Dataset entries
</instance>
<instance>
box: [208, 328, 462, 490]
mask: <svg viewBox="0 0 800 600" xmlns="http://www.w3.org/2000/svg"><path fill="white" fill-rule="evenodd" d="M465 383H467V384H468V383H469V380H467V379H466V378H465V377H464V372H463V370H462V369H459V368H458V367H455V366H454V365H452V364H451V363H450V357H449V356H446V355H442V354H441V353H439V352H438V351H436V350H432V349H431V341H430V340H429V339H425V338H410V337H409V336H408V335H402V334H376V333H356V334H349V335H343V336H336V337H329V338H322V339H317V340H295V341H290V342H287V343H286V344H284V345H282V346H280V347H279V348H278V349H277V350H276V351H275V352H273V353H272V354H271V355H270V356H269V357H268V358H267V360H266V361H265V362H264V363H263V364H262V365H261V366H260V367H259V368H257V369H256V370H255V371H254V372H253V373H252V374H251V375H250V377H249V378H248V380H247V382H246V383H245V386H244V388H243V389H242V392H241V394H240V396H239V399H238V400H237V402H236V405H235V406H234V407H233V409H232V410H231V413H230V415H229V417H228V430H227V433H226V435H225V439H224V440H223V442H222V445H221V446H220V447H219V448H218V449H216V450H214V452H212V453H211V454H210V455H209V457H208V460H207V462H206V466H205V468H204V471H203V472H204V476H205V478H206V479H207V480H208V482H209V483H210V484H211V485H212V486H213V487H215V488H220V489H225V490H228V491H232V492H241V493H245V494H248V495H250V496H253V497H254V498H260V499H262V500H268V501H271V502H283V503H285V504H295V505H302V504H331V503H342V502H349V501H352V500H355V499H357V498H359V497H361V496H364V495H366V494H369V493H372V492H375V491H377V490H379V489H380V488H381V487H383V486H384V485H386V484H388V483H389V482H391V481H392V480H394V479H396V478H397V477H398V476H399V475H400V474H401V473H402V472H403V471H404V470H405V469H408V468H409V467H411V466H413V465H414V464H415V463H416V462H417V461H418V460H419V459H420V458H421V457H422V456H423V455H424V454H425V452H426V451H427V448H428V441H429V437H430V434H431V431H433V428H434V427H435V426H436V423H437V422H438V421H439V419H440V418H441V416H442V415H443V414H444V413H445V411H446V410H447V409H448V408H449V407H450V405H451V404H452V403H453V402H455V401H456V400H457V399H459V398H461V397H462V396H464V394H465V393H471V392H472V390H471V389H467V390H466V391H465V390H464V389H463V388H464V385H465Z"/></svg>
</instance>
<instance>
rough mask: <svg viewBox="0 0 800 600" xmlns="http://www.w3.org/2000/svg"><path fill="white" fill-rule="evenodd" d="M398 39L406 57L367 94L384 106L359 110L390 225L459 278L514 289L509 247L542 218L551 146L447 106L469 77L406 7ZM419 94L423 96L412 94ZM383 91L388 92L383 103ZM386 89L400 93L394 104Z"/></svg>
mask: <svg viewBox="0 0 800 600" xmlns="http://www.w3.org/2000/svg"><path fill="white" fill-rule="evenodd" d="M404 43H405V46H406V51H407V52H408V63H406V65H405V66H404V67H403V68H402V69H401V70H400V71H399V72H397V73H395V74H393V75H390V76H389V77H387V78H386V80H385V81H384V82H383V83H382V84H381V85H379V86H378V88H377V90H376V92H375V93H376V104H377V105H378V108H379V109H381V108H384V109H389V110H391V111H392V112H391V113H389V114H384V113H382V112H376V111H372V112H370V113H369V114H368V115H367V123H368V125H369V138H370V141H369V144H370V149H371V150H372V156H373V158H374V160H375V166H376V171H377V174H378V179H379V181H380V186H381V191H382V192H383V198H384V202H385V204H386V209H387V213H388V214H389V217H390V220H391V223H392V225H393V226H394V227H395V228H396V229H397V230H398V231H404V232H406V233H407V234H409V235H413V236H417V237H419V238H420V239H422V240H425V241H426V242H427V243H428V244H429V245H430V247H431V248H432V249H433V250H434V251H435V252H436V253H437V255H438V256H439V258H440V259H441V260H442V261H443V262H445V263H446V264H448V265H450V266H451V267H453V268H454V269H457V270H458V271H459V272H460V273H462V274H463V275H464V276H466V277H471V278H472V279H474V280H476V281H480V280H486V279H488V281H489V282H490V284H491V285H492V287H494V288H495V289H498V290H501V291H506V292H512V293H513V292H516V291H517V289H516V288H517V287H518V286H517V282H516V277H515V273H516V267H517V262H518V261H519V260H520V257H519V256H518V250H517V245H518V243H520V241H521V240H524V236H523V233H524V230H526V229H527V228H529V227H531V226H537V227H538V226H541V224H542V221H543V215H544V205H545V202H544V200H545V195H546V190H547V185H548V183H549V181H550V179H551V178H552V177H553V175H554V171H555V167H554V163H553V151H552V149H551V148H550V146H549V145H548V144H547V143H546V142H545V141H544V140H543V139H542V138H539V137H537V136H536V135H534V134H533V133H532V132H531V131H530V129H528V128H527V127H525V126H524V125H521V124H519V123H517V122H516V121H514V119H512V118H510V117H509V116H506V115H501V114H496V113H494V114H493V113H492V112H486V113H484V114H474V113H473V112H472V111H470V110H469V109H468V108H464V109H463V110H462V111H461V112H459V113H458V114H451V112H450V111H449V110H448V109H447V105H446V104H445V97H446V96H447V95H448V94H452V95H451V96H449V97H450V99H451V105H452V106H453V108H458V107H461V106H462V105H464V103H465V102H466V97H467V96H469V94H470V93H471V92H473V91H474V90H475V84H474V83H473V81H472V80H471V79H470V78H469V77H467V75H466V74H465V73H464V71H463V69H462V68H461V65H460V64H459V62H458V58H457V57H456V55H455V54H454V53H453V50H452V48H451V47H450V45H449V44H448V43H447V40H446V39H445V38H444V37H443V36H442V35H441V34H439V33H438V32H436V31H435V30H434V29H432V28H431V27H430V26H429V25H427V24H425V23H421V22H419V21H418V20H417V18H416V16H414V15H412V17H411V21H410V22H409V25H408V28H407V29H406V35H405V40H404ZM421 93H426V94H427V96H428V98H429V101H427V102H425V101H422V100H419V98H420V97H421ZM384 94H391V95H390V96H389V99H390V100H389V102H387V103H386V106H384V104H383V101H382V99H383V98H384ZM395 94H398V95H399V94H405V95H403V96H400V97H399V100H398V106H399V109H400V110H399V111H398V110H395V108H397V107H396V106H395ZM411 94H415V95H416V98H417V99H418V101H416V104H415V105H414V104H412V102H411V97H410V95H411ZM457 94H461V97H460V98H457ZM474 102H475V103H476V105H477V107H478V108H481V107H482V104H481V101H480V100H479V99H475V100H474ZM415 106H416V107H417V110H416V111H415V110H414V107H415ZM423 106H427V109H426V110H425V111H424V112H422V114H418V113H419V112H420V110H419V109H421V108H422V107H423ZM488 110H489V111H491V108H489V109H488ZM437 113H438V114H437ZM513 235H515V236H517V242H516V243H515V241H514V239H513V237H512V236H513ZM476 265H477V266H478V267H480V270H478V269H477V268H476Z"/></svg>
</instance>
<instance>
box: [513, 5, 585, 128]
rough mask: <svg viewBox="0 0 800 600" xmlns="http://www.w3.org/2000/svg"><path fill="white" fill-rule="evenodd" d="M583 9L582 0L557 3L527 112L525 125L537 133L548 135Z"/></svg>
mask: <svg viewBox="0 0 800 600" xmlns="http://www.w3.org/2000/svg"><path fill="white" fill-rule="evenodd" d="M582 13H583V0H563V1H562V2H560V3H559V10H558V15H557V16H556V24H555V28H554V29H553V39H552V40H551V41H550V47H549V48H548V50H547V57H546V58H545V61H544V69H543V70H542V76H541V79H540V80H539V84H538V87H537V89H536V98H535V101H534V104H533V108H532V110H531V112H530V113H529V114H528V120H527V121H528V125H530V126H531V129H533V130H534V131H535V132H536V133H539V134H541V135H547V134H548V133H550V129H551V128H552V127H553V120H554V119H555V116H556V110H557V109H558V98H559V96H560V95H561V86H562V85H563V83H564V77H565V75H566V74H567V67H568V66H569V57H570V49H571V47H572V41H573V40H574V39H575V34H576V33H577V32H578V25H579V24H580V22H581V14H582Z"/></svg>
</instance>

ABOUT THIS TASK —
Check the records above and copy each line that has the string "rough".

ANSWER BELOW —
rough mask: <svg viewBox="0 0 800 600" xmlns="http://www.w3.org/2000/svg"><path fill="white" fill-rule="evenodd" d="M398 39L406 57L367 94L384 106L359 110L390 225L459 278L514 289L509 247L542 218L551 146L447 106L469 77L406 7ZM419 94L423 96L412 94ZM383 91L388 92L383 103ZM386 89L400 93L394 104Z"/></svg>
rough mask: <svg viewBox="0 0 800 600" xmlns="http://www.w3.org/2000/svg"><path fill="white" fill-rule="evenodd" d="M583 9L582 0L557 3L527 112L525 125L537 133L548 135Z"/></svg>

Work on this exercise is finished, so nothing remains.